WORK TO BE COMPLETED:
Starting at the line containing "of the freight" and continuing through the end of the listing below, reproduce every line, requests included, but offset each marked coordinate by adding 131 to both of its numbers.

INFORMATION GIVEN:
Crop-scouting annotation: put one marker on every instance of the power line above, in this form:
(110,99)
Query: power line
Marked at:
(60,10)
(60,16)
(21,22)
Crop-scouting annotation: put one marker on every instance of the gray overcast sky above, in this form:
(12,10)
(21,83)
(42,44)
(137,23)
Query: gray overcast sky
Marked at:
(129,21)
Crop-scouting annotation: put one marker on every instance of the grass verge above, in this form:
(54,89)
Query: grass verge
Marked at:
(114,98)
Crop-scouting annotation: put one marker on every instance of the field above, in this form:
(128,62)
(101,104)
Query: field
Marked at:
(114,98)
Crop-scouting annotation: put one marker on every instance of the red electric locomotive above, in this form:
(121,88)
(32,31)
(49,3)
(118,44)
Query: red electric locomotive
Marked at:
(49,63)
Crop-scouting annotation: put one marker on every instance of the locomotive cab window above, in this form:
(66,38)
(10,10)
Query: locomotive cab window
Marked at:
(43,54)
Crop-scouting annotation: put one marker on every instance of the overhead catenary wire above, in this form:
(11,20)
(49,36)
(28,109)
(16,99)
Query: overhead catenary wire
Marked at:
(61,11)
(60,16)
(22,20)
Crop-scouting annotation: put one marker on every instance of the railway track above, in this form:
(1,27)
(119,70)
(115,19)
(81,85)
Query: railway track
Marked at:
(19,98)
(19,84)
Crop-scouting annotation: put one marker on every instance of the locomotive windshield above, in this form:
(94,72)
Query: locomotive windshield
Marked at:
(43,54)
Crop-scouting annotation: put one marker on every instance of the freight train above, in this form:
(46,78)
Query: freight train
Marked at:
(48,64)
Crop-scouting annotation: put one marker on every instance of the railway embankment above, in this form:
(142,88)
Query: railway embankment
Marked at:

REPLY TO THE EXERCISE:
Crop-scouting annotation: put one marker on every instance of the freight train above, in this form:
(46,78)
Query: freight train
Marked at:
(179,195)
Crop-scouting annotation: put one marker on every instance of the railway embankment above, in this form:
(142,88)
Query: railway embankment
Marked at:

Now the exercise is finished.